Given problem. Copy out the entries below verbatim, starting at the line that contains "Indicate the hill" and stopping after the line that contains "point(368, 191)".
• • • • • • •
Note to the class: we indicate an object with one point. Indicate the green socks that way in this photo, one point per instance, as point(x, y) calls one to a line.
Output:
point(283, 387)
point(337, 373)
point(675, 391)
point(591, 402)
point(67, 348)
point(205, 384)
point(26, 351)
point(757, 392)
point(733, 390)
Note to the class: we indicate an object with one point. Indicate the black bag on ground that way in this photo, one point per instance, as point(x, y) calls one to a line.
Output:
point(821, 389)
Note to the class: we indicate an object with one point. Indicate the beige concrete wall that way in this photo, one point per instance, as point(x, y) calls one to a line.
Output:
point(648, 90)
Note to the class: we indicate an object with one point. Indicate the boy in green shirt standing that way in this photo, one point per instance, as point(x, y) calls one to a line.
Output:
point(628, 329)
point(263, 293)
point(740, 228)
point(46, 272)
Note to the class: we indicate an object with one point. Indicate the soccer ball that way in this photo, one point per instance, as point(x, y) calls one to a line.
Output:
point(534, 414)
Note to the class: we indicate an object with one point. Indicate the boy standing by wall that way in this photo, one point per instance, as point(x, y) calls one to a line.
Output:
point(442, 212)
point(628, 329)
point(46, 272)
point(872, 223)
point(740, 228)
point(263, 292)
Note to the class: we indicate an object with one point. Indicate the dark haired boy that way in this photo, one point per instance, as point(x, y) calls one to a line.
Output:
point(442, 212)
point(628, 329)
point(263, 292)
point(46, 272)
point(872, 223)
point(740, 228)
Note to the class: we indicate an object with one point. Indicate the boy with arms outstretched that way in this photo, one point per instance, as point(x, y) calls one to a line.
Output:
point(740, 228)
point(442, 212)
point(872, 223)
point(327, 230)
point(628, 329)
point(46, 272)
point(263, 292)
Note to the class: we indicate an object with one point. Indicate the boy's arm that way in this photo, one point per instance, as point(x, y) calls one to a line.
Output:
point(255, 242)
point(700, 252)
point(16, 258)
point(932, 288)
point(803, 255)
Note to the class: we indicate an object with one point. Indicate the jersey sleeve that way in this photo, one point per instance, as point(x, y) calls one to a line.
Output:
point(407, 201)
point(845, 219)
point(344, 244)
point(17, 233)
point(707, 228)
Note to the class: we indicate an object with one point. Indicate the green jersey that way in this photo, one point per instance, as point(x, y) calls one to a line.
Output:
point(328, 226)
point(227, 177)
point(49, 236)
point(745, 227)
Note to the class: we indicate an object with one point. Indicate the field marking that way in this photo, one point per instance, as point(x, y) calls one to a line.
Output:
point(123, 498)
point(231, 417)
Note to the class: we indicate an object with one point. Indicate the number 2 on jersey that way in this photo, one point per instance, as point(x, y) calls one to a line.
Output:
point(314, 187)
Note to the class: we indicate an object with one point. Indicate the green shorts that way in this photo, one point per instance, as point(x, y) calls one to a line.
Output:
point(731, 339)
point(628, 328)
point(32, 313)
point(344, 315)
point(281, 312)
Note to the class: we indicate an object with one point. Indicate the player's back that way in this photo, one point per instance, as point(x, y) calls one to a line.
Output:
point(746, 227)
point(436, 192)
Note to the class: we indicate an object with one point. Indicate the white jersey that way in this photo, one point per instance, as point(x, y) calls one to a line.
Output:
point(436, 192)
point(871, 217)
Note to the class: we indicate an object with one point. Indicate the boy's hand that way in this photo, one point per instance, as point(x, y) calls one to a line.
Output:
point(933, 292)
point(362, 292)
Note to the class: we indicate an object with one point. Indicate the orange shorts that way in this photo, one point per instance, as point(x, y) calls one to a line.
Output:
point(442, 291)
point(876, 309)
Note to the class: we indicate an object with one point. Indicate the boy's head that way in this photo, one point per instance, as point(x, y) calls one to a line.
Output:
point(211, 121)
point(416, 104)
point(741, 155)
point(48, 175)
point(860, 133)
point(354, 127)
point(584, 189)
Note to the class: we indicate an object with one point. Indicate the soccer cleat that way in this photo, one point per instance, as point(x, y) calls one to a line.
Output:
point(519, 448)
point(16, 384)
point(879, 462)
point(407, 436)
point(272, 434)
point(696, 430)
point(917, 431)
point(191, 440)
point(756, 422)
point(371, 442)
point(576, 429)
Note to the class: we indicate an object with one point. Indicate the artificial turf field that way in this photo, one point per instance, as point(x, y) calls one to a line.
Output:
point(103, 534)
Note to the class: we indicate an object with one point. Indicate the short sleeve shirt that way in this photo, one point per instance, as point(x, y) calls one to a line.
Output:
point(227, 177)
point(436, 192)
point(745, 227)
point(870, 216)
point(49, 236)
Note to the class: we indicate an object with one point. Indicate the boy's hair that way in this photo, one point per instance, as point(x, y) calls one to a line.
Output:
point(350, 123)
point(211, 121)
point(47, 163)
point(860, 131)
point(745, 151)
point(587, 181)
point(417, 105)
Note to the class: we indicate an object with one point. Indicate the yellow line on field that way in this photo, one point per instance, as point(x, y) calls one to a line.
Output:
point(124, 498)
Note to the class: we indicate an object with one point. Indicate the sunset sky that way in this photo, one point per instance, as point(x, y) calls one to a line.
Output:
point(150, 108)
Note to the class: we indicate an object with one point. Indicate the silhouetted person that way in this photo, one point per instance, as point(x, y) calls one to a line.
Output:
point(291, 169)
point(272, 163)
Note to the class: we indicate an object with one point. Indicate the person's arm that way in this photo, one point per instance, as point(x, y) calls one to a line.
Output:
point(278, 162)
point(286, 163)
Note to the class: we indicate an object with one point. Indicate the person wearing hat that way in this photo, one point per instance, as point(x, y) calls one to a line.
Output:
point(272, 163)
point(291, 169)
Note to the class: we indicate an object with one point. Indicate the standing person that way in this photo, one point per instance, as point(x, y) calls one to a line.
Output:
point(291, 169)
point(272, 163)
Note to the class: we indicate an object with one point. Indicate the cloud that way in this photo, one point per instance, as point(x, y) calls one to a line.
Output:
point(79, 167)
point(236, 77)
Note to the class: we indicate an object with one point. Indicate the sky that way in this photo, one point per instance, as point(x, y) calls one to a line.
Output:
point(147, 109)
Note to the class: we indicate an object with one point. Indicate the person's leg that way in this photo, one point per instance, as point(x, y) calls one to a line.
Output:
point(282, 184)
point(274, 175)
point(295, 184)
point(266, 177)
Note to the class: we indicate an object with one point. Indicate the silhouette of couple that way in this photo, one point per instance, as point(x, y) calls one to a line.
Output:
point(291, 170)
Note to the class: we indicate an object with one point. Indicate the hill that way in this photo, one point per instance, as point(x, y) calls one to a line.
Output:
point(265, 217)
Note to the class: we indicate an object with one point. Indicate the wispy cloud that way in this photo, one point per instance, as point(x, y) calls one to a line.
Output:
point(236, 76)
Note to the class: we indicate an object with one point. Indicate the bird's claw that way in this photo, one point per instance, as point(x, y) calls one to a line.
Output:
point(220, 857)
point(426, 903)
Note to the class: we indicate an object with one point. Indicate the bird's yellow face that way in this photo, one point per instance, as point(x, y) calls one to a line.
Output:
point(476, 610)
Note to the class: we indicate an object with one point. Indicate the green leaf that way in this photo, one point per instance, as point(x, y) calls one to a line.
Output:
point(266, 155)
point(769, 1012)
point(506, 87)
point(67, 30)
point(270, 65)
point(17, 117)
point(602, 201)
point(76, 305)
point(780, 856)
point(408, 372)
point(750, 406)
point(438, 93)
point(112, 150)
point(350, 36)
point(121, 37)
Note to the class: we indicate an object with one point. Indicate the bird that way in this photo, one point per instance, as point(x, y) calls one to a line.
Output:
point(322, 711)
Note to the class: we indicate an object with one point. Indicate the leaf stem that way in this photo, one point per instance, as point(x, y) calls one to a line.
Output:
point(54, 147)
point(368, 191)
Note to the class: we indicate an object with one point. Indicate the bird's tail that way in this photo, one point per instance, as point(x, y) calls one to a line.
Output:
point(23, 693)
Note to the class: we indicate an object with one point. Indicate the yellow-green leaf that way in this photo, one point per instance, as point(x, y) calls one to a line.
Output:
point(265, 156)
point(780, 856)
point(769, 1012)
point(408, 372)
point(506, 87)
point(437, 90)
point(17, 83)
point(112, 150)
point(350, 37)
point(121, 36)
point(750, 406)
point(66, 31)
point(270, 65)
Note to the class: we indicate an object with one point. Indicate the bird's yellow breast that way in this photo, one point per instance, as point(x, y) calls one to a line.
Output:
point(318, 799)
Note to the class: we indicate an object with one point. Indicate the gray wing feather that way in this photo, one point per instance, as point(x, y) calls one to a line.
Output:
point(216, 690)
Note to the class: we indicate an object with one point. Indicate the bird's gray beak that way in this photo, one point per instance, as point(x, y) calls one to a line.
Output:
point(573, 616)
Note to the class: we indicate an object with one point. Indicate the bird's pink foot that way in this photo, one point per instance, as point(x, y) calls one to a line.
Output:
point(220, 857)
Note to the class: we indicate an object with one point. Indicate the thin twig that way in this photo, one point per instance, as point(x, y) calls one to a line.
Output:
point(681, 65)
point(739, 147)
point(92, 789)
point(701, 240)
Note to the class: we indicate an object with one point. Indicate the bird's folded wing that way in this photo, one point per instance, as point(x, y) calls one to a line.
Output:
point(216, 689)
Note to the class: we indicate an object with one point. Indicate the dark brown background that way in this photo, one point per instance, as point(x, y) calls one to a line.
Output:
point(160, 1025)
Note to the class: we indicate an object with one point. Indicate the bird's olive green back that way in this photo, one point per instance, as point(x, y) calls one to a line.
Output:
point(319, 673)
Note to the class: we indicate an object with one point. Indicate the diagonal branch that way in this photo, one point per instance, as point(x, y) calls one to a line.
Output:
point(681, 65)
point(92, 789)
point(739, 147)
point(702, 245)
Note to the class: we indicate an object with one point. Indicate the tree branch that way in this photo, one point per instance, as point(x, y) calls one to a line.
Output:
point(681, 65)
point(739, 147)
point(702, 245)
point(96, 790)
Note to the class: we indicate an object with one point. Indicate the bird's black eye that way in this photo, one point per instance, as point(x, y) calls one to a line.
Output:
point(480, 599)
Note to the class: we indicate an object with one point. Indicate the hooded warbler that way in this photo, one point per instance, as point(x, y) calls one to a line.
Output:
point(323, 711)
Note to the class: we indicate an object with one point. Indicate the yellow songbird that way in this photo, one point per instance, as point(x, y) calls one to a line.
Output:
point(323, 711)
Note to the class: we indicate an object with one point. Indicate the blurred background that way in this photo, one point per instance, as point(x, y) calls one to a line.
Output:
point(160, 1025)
• • • • • • •
Expected answer.
Note to the class: we indicate an object with one point. Indicate the hill that way in this photo, one point per instance, as point(x, y) calls one to a line.
Output:
point(265, 217)
Note to the class: we indicate an object with one point. Indicate the wispy cloud that way in this photo, one point per instance, as point(x, y) calls one to a line.
Output:
point(236, 76)
Note to the class: we indicate an object with one point. Indicate the bird's claw that way in this photo, one point per instance, as point(x, y) calls one to a line.
Output:
point(220, 857)
point(426, 903)
Note to the class: we indicate an object with one point. Indicate the bird's yellow face that way in this photo, one point per instance, as point(x, y) calls one to a line.
Output:
point(476, 610)
Note to the class: we indicate an object with one point. Indicate the green leaf that way in this photo, one point per instance, as point(x, y) calls one to a line.
Output:
point(266, 155)
point(769, 1012)
point(506, 87)
point(67, 30)
point(270, 65)
point(17, 117)
point(602, 201)
point(76, 305)
point(780, 856)
point(408, 372)
point(750, 406)
point(438, 93)
point(112, 150)
point(350, 36)
point(121, 37)
Note to the class: we indicate an object with one point. Indicate the bird that way in this photo, one point per instance, as point(x, y) calls one to a line.
Output:
point(322, 711)
Note to the class: we indicate an object with one point. Indicate the leaf stem that way in this photo, one point per instance, as point(x, y) calls one to a line.
Output:
point(54, 147)
point(368, 191)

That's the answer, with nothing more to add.